**Short problem 1**
Show each line of the records that contains the string "street", with case counting.

**Given text**
------------

|neviot (e_witness) wrote,|
@ 2007-03-28 20:23:00
|Entry tags:||fangirling, snape|
(Becca, you knew this was coming...)
With the release of Harry Potter and the Deathly Hallows not three months around the corner, I've been slowly sinking back into the HP fandom. Okay, no, that would be a lie. I've been sinking rather rapidly back into Severus Snape addiction. Like fast forward 36x. Honestly, if there were ever a fictional character to enthrall me for a decade, it would be him, is him. Not Aragorn, not Gandalf, not Saitou Hajime, not Caius Merlyn Britannicus, not even Mr Stark - if he were fictional that is. Except for Dumbledore ;) but that’s only because D’s the hottest old man over a hundred I’ve ever seen. Snape is so ambiguous and complex of a character, bordering on obscure even, he begs to be examined and dissected and fallen in love with. Yes, I am a complete and utter dork; we knew that. You may move along now and spare yourself. I am mainly writing this for myself, as should be painfully obvious.

------------

**Short problem 2**
Retype the passage of the blog entry that opens with the words containing "With the release" and closes with "be painfully obvious.".

Records from a point labeling set
------------

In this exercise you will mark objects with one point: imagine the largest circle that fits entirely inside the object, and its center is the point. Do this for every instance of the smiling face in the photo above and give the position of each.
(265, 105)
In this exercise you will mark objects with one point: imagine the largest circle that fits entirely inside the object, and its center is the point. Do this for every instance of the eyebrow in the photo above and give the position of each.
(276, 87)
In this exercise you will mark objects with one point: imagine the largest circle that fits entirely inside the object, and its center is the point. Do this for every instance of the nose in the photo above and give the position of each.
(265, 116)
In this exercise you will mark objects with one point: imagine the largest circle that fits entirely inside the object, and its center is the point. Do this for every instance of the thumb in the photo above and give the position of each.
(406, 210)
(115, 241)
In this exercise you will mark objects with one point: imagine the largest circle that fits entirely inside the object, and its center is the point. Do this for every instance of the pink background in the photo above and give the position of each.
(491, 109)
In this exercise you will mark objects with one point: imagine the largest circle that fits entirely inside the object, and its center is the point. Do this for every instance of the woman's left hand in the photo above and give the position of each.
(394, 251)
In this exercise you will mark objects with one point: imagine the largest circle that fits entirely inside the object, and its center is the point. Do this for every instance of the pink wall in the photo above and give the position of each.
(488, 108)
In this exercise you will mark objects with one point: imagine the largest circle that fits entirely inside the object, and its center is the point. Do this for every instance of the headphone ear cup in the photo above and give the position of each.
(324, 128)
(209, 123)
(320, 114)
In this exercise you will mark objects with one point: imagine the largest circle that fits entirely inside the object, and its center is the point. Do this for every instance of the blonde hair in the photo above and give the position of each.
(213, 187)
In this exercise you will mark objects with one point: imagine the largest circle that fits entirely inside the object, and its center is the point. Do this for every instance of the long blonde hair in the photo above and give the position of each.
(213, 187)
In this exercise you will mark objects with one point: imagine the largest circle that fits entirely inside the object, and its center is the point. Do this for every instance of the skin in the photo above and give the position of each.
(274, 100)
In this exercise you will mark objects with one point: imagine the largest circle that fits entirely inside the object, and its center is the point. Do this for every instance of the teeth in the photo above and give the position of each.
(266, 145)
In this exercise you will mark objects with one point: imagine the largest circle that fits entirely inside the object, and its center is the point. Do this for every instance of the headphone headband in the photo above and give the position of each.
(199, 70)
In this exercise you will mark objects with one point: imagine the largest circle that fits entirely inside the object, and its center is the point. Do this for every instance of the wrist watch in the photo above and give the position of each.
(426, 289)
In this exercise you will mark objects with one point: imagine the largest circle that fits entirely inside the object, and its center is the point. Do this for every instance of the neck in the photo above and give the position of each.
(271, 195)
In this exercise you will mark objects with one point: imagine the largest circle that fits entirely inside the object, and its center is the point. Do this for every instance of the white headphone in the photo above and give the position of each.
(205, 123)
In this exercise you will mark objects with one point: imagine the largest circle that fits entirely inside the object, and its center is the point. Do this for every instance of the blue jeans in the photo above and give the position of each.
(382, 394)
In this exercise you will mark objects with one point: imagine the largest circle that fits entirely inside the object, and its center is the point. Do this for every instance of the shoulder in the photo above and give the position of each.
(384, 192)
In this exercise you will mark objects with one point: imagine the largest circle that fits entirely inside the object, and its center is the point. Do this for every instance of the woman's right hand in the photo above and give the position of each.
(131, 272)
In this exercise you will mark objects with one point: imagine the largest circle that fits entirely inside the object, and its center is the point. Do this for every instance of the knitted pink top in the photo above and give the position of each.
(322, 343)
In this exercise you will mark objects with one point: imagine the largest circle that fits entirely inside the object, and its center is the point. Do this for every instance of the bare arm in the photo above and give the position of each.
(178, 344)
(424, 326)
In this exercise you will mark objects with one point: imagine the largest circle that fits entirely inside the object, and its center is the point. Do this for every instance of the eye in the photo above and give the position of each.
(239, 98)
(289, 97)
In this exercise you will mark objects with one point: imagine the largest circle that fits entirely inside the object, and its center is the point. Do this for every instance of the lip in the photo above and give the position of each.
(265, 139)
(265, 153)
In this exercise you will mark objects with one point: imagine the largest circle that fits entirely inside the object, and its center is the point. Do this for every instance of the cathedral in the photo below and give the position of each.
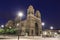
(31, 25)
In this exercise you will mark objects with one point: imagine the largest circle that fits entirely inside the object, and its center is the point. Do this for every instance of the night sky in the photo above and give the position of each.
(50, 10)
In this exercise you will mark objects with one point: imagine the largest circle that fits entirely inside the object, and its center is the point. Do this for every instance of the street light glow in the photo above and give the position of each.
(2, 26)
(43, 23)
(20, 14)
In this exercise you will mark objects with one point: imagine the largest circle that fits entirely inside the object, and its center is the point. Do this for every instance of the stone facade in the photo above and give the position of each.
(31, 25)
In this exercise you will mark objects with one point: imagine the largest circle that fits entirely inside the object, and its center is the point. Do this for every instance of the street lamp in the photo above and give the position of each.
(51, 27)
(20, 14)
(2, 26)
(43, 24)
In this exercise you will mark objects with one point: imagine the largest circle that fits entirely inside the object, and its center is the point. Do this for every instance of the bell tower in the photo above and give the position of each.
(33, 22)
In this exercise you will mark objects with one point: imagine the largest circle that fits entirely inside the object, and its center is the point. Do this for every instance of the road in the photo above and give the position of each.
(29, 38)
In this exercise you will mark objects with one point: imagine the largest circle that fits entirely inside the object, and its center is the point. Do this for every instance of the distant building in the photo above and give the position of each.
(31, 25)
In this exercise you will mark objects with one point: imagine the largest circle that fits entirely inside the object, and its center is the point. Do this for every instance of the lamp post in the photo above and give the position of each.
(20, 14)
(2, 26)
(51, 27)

------------

**Exercise response 1**
In this exercise you will mark objects with one point: imagine the largest circle that fits entirely inside the object, and its center is the point. Do this for every instance of the street light glow in the photo above and give the position of each.
In this exercise you will mark objects with one point: imagine the largest circle that fits entirely inside the object, and its center is the point. Do this for every instance of the street lamp in the photo above and give the position of each.

**Exercise response 2**
With the release of Harry Potter and the Deathly Hallows not three months around the corner, I've been slowly sinking back into the HP fandom. Okay, no, that would be a lie. I've been sinking rather rapidly back into Severus Snape addiction. Like fast forward 36x. Honestly, if there were ever a fictional character to enthrall me for a decade, it would be him, is him. Not Aragorn, not Gandalf, not Saitou Hajime, not Caius Merlyn Britannicus, not even Mr Stark - if he were fictional that is. Except for Dumbledore ;) but that’s only because D’s the hottest old man over a hundred I’ve ever seen. Snape is so ambiguous and complex of a character, bordering on obscure even, he begs to be examined and dissected and fallen in love with. Yes, I am a complete and utter dork; we knew that. You may move along now and spare yourself. I am mainly writing this for myself, as should be painfully obvious.